Testo fornito =
+---+
L’aggravamento iatrogeno è comunque temporaneo e sparirà, senza altre conseguenze, in un arco di tempo che generalmente va da qualche giorno a qualche settimana.
Modalità di attenuazione o di elusione dell’aggravamento iatrogeno
Ovviamente la prima modalità da mettere in atto è quella di evitare che l’aggravamento iatrogeno insorga, ossia di stare attenti a non ripetere eccessivamente il rimedio con le diluizioni più alte in particolare, tenendo in debito conto la durata di copertura terapeutica che è crescente con la diluizione.
La modalità di carattere generale per ridurre il rischio dell’aggravamento iatrogeno è adottabile con il rimedio omeopatico in forma liquida, che consente di poter accrescere ad ogni assunzione la potenza del rimedio, accrescendo leggermente o la diluizione o la dinamizzazione. In tal modo si fornisce al paziente ogni volta uno stimolo non sempre uguale, anche se simile e quindi una risposta di reazione dell’organismo sempre un po’ diversa, con il risultato che si scongiura o si attenua l’aggravamento in parola. Vediamo come.
Il sistema, adoperato dai Maestri del passato, consiste nel lasciar sciogliere alcuni granuli (3 sono sufficienti) in mezzo bicchiere d’acqua e poi berne un sorso nel numero di volte giornaliero prescritto. Si rabbocca di volta in volta l’acqua che viene bevuta, allo scopo di aumentare leggermente la diluizione della soluzione e quindi la sua potenza terapeutica, come raccomandava Hahnemann, per evitare qualsiasi effetto iatrogeno. Se non si effettua il rabbocco, la soluzione, prima di ogni assunzione, o deve essere travasata rapidamente più volte (almeno 20 volte) da un bicchiere all’altro, oppure deve essere scossa energicamente più volte (almeno 10 volte) ed in quest’ultimo caso occorre una bottiglietta. Ciò sempre allo scopo di aumentare ad ogni assunzione la potenza energetica della soluzione, aumentando in tal caso la dinamizzazione.
Se si dispone del rimedio già in forma liquida basta avere la sola accortezza di scuotere energicamente la bottiglietta ad ogni assunzione.
Tale modalità di assunzione è in grado di ridurre anche l’aggravamento omeopatico vero e proprio, quello terapeutico, di cui in precedenza.
Anche stavolta se i sintomi iatrogeni, comunque verificatesi, sono particolarmente disturbanti e debilitanti si può adottare un antidoto omeopatico per i sintomi in questione.
+---+
Righe da esaminare =
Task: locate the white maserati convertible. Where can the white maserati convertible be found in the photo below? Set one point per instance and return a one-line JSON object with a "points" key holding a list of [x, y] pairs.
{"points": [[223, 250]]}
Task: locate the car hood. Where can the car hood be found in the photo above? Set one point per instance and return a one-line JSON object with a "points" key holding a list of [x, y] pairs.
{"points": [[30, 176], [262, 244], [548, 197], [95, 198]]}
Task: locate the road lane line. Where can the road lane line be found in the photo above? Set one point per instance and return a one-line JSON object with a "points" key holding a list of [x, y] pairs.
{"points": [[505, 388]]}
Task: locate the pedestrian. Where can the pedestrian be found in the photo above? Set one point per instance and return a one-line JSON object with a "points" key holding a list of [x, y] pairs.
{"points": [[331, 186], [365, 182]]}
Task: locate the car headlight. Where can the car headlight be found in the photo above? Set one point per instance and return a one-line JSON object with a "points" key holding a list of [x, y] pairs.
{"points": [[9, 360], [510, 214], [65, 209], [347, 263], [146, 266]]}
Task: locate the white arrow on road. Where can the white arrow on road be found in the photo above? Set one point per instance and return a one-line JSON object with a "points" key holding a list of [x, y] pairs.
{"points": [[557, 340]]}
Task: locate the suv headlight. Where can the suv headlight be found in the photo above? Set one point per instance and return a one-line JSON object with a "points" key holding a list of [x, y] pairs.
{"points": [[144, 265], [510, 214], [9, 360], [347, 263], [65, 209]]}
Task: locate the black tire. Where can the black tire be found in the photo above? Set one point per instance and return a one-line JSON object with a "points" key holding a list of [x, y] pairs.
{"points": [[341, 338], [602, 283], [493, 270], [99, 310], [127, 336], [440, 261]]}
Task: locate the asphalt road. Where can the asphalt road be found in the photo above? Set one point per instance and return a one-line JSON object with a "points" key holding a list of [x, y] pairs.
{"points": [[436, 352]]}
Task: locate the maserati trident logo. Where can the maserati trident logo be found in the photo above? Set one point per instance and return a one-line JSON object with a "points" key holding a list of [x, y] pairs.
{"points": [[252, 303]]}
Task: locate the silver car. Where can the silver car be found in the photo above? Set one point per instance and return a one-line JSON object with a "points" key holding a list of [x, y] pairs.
+---+
Compiti da svolgere =
- A) Trascrivi senza modifiche il passo del testo sull'aggravamento iatrogeno che inizia con "Anche stavolta se" e termina con "sintomi in questione.".
- B) Elenca tutte le quantità espresse in cifre nel testo sull'aggravamento iatrogeno, indicando per ciascuna a che cosa si riferisce.

Soluzioni degli esercizi =
- A)
Anche stavolta se i sintomi iatrogeni, comunque verificatesi, sono particolarmente disturbanti e debilitanti si può adottare un antidoto omeopatico per i sintomi in questione.

- B)
- 3: i granuli da sciogliere in mezzo bicchiere d'acqua
- 20: il numero minimo di travasi della soluzione da un bicchiere all'altro
- 10: il numero minimo di scuotimenti energici della soluzione